● Text passage:
▬▬▬▬▬▬▬▬▬▬

How do you compete with giants in the digital commerce space like Lynda.com (who was recently acquired by LinkedIn for $1.3 Billion)? Is it too late to jump into the online education space, create your own online courses and other digital products, like ebooks, and have any success with companies like Lynda.com making millions each year? Brian Clark, CEO of Rainmaker Digital, thinks it’s not too late at all. “There’s never been a better time for the little guys to jump in and create something successful than right now,” he said in a recent Copyblogger podcast show about trends and predictions for digital commerce in 2016. “It’s all about coming at something with your own unique spin to add more value, instead of feeling like you’re going head-to-head with some big guy.”

My prediction for 2016? Virtual reality selfie videos filmed by quadcopter drones published on Facebook (viewable with Facebook’s Oculus Rift VR goggles) are going to be the next big thing in marketing. Virtual reality, drones, selfies, and social media. What could possibly go wrong?

 

2. Unfollow your bliss.

▬▬▬▬▬▬▬▬▬▬

● Required tasks:
1) Can you turn the paragraph of the digital commerce passage beginning "How do you compete with giants" into a short list of its main points?
2) Continue the digital commerce passage, starting after its final line, "2. Unfollow your bliss."
The lines are material separate from the digital commerce passage.

▬▬▬▬▬▬▬▬▬▬

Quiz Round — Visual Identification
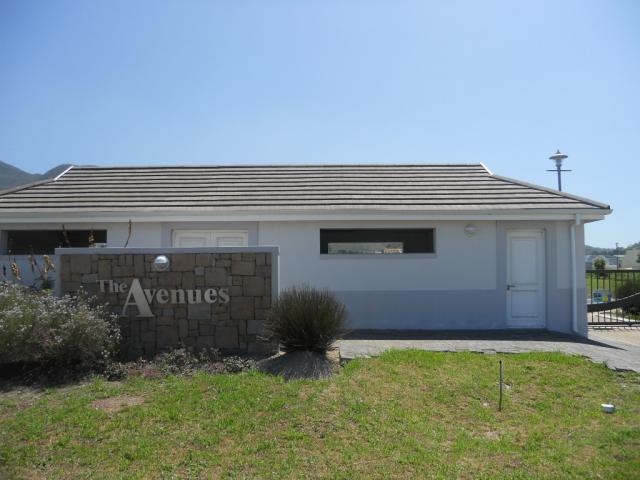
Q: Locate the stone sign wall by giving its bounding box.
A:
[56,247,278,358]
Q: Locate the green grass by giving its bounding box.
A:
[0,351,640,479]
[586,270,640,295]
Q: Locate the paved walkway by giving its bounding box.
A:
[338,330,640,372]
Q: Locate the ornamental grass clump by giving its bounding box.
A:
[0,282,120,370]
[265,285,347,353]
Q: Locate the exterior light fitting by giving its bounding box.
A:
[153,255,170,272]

▬▬▬▬▬▬▬▬▬▬

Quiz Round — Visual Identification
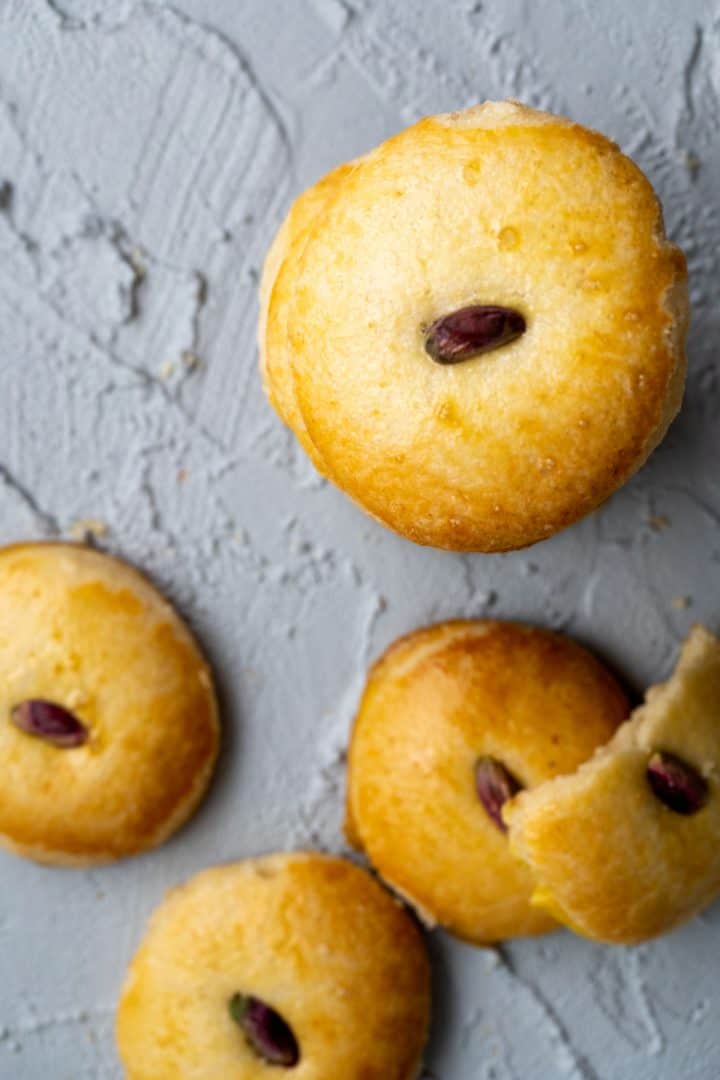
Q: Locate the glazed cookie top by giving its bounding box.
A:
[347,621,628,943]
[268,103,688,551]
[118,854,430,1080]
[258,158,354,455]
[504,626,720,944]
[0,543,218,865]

▬▬▬▬▬▬▬▬▬▬

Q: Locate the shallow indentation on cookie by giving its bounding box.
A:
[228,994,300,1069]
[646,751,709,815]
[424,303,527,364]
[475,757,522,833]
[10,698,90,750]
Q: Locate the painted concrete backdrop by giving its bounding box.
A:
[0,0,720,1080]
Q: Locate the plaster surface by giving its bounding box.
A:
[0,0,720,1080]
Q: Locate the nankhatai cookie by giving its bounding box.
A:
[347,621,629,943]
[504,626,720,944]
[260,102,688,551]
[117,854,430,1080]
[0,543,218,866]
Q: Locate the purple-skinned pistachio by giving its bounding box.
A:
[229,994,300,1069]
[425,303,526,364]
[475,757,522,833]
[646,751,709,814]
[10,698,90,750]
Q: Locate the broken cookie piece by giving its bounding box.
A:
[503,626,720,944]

▬▬▬▬▬▬▬▬▬▬

● Outputs in order:
1)
- Lynda.com, a giant in digital commerce, was recently acquired by LinkedIn for $1.3 billion.
- The paragraph asks whether it is too late to start creating online courses, ebooks, or other digital products while such companies make millions each year.
- Brian Clark, CEO of Rainmaker Digital, says it is not too late, calling the present the best time ever for "the little guys" to jump in.
- He said this on a recent Copyblogger podcast about digital commerce trends and predictions for 2016.
- His advice is to bring your own unique spin that adds more value, rather than going head-to-head with a big company.

2)
“And I want to point one very important lesson from all of this: Passion is not enough to make a living doing what you love. So if you want another rah-rah treatise on why you should just follow your bliss, stop reading now.” The ever poignant Jeff Goins, on what you should do first if you want to get paid for doing your passion. I chased my passion tail around in circles for years, like a lost hiker in the wilderness with a broken compass. One day I realized it would be much easier if I just chose a path that had potential and worked on falling in love with it, instead of wasting so much time trying to find THE PATH that’s perfectly aligned with my passions. If you ever struggle with this one, read Jeff’s post. And don’t follow your passion. Just bring it with you wherever you go.

 

3. The long and short of it.

“To answer your question, I personally am besotted with your teaching and commentary around the links you share. It’s that value you add that keeps me reading each newsletter. Your annotations contextualize your recommendations and provide your opinion and twist on what you share. It makes your newsletter stand out from all the background noise clamoring for my attention – and you couldn’t have named it more aptly for that reason. I hope you don’t change a thing.” That’s Victoria Smith, a regular reader of this newsletter you’re reading right now, in response to me asking her if she’d enjoy my newsletter more if it were shorter.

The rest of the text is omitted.